[Stored items]

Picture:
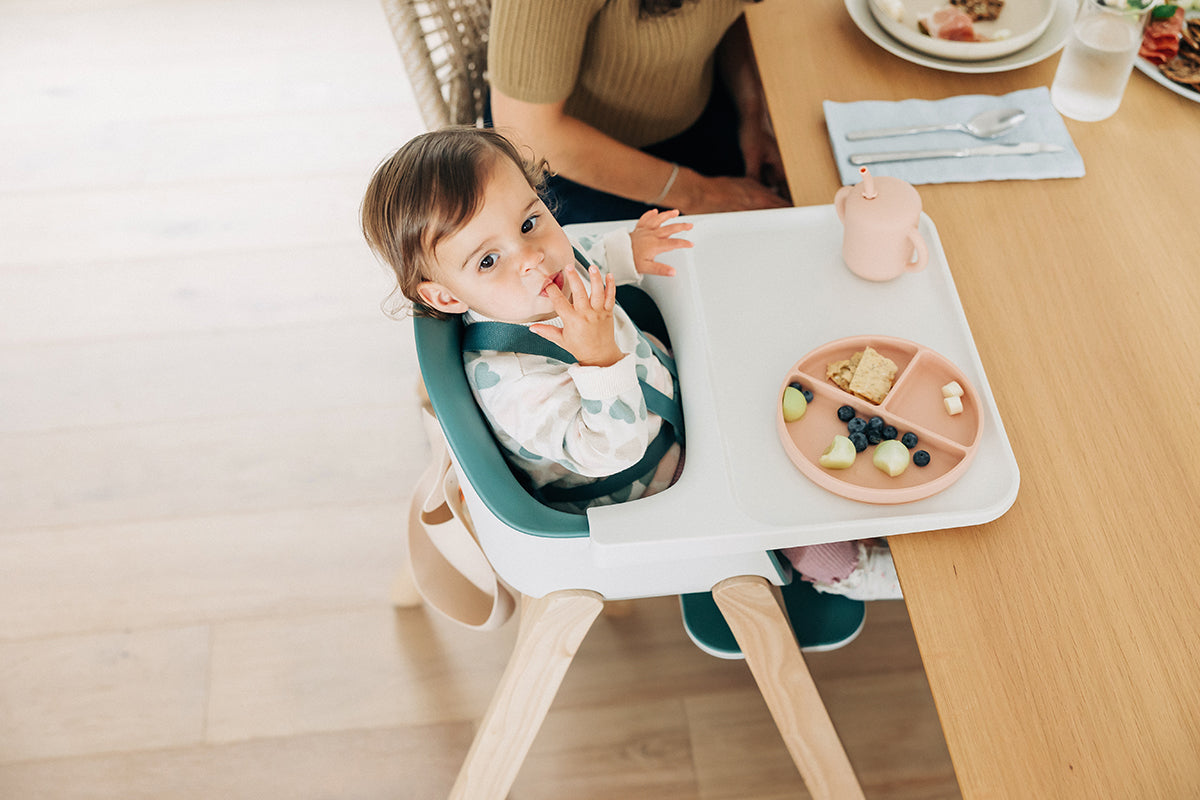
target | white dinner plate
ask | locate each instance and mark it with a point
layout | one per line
(1045, 46)
(1152, 72)
(1024, 20)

• Exercise instructions:
Only the lines from the one containing "target | white dinner plate" through the final line of the data belong in the answer, repeated exactly.

• Exercise solution:
target | white dinner plate
ask | locate each instance and mark it with a point
layout | one per line
(1045, 46)
(1152, 72)
(1024, 20)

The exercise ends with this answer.